» Stated goal: Rewrite all of the entries below with "reference point" swapped for "marker" and nothing else changed. Leave the pictures out.

(Entries from a point labeling set)
_ _ _ _ _ _ _

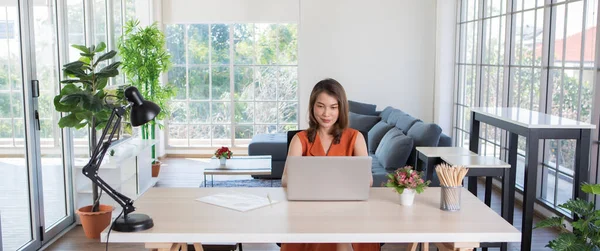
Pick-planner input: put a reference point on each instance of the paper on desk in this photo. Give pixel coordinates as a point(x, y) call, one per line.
point(237, 201)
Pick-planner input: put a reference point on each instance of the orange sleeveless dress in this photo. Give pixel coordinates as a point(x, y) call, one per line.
point(344, 148)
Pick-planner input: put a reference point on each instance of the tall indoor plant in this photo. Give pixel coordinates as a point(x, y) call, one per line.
point(145, 57)
point(586, 229)
point(83, 97)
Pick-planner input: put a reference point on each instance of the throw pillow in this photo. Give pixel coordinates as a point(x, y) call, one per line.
point(425, 134)
point(361, 108)
point(376, 133)
point(394, 149)
point(363, 122)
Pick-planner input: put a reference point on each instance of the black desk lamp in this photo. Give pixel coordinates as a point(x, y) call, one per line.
point(142, 112)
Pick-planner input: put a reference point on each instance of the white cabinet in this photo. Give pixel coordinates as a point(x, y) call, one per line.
point(129, 172)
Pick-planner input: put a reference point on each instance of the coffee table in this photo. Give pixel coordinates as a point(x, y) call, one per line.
point(242, 165)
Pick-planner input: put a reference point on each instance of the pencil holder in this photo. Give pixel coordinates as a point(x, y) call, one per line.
point(450, 198)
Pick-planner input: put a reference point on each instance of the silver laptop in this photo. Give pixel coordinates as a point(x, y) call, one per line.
point(328, 178)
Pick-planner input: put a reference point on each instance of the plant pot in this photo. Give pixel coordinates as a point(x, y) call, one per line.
point(407, 198)
point(156, 169)
point(95, 222)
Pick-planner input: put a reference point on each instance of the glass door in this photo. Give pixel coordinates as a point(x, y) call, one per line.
point(55, 209)
point(16, 185)
point(35, 202)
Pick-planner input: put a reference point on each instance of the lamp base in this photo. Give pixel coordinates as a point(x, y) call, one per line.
point(133, 223)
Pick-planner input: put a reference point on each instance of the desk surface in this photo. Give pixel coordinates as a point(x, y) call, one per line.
point(531, 119)
point(476, 161)
point(178, 217)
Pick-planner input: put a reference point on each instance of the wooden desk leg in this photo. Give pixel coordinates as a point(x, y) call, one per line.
point(172, 246)
point(456, 246)
point(412, 246)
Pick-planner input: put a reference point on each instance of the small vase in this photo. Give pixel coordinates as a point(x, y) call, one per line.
point(407, 197)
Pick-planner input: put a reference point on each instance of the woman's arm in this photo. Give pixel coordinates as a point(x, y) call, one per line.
point(360, 148)
point(295, 150)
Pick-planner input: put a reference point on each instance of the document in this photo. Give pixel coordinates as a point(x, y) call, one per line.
point(238, 201)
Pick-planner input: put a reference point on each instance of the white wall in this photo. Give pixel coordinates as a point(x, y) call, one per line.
point(444, 64)
point(381, 51)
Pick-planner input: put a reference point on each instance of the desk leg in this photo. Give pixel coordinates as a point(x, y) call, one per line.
point(582, 163)
point(531, 169)
point(474, 147)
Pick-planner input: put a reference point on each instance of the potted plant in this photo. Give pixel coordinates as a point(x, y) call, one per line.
point(85, 101)
point(223, 154)
point(407, 182)
point(586, 229)
point(145, 57)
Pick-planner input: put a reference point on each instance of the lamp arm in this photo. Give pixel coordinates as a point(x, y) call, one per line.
point(90, 170)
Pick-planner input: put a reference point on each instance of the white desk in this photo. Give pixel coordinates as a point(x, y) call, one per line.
point(179, 218)
point(534, 126)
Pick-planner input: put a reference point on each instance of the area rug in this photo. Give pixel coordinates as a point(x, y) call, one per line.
point(242, 183)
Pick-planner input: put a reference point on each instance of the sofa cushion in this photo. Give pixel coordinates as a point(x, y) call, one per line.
point(405, 122)
point(363, 122)
point(424, 134)
point(395, 116)
point(386, 113)
point(376, 133)
point(362, 108)
point(394, 149)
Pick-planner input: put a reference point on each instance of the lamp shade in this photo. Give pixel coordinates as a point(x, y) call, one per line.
point(142, 111)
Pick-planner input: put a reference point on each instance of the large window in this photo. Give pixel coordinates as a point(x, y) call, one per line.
point(232, 81)
point(509, 55)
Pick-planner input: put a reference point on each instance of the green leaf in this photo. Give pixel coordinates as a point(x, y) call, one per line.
point(69, 121)
point(591, 188)
point(568, 242)
point(100, 47)
point(578, 206)
point(62, 107)
point(551, 222)
point(81, 48)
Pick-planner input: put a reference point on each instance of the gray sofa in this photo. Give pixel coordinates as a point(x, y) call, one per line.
point(392, 138)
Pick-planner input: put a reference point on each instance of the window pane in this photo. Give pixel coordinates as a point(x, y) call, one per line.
point(268, 112)
point(245, 52)
point(221, 112)
point(287, 84)
point(178, 135)
point(220, 43)
point(288, 112)
point(288, 44)
point(244, 112)
point(266, 88)
point(199, 112)
point(266, 35)
point(179, 113)
point(198, 43)
point(244, 83)
point(175, 35)
point(200, 135)
point(199, 83)
point(177, 78)
point(220, 83)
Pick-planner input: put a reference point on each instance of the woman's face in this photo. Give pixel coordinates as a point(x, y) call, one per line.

_ _ _ _ _ _ _

» Correct answer:
Pick-planner input: put a marker on each instance of the paper on desk in this photo. Give pixel coordinates as a point(x, y) call, one per line.
point(237, 201)
Pick-planner input: put a marker on each instance of the orange sleeveless dress in this photo. Give pixel coordinates as a point(x, y) call, one per line.
point(344, 148)
Pick-planner input: put a marker on each instance of the tall indoor plant in this photo. Give pixel coordinates as a point(x, y) call, one per line.
point(145, 57)
point(586, 229)
point(83, 97)
Pick-planner input: put a marker on each instance of the throw pillow in this photo. Give pixel coordinates as a point(x, y) call, one per line.
point(425, 134)
point(361, 108)
point(376, 133)
point(394, 149)
point(363, 122)
Pick-planner input: put a marker on each instance of the black desk lamp in this photo. Give pixel coordinates as a point(x, y) call, one per line.
point(142, 112)
Pick-planner input: put a marker on each instance of the white cabinet in this photo. Give pixel coordinates as a point(x, y) call, one per line.
point(129, 172)
Pick-planner input: put a marker on each instance of the coffee table in this photo. Give pixel coordinates as a point(x, y) call, one per line.
point(242, 165)
Pick-planner input: put a marker on each instance of the pencil holder in this photo. Give pixel coordinates as a point(x, y) call, one per line.
point(450, 198)
Pick-planner input: put a marker on each instance of the silver laptop in this photo. Give pixel coordinates as a point(x, y) call, one per line.
point(328, 178)
Pick-planner input: put a marker on each instance of the plant pot in this photo. Give pixel coordinates as a point(x, y) call, one per line.
point(407, 198)
point(156, 169)
point(95, 222)
Pick-planner input: put a marker on each instance of the glass door in this photo. Give pixel coordinates as a point(x, y) call, one per line.
point(55, 209)
point(16, 185)
point(35, 202)
Pick-planner input: put a marker on each instance of the lamp base in this photo. Give pixel coordinates as a point(x, y) call, one per line.
point(133, 223)
Pick-planner input: put a marker on each instance of the desk surface in this photo. Give pixel coordinates as a point(x, y) call, one per line.
point(531, 119)
point(476, 161)
point(178, 217)
Pick-planner input: put a marker on each instance of the wooden desk leg in this photo. Give pixel coordinates as a point(x, y) call, one per line.
point(172, 246)
point(456, 246)
point(412, 246)
Pick-planner input: put a marker on each instance of the small vase in this photo. Give pixel coordinates as a point(x, y) call, one per line.
point(407, 197)
Pick-planner input: put a marker on each instance of the woman's arm in this photo. Give pixel coordinates as a point(x, y) call, one per line.
point(360, 148)
point(295, 150)
Pick-planner input: put a marker on each instance of the document in this photo. Give pixel coordinates as a point(x, y) call, one per line.
point(238, 201)
Pick-planner input: put a marker on each instance of the white wall in this photo. Give pixel coordinates as a point(x, y) call, one per line.
point(444, 64)
point(381, 51)
Pick-planner input: put a marker on each instance of the desk leg in this photo. Give pixel coordinates as a point(x, y) call, one per line.
point(582, 163)
point(531, 169)
point(474, 147)
Pick-planner input: put a marker on each instance of the potted plant in this photo. Give pixel coordinates as a point(x, y) call, one per line.
point(85, 101)
point(223, 154)
point(407, 182)
point(586, 229)
point(145, 57)
Pick-planner input: put a marker on each instance of the lamp arm in this photo. Give pixel coordinates as a point(x, y) call, one per line.
point(90, 170)
Pick-planner input: put a marker on each instance of the white desk in this photo. Give pixel coordinates as a point(x, y) call, one per line.
point(179, 218)
point(534, 126)
Pick-planner input: put a marker on each instance of the area rug in this photo. Give pixel coordinates as a point(x, y) call, one per line.
point(242, 183)
Pick-planner input: put a marker on each instance of the sofa cushion in this photo. Give pixel coordinates as a point(x, y) call, one per line.
point(405, 122)
point(363, 122)
point(424, 134)
point(395, 116)
point(386, 113)
point(376, 133)
point(362, 108)
point(394, 149)
Pick-planner input: put a marker on each instance of the lamp shade in this photo. Give pixel coordinates as a point(x, y) call, one per line.
point(142, 111)
Pick-planner input: put a marker on each instance of the large window in this photo. Give pixel coordinates as a point(x, y) call, one per line.
point(232, 81)
point(509, 55)
Pick-planner input: put a marker on each instance of the green leaf in this photo. Give pixel coordinates as a point(x, y) call, one per line.
point(69, 121)
point(591, 188)
point(568, 242)
point(100, 47)
point(578, 206)
point(62, 107)
point(551, 222)
point(81, 48)
Pick-planner input: put a marker on each instance of the gray sofa in this photo. Give pixel coordinates as a point(x, y) call, one per line.
point(392, 138)
Pick-planner input: put a marker on each instance of the window pane in this photo. Give pixel coordinates as a point(x, y) call, one per line.
point(268, 112)
point(245, 52)
point(221, 112)
point(287, 84)
point(178, 135)
point(220, 43)
point(288, 112)
point(288, 44)
point(244, 112)
point(266, 88)
point(199, 112)
point(266, 35)
point(179, 113)
point(198, 43)
point(244, 83)
point(175, 35)
point(200, 135)
point(199, 83)
point(177, 78)
point(220, 83)
Pick-planner input: put a marker on each instance of the woman's face in this photo. Give pixel coordinates as a point(x, y) call, one per line.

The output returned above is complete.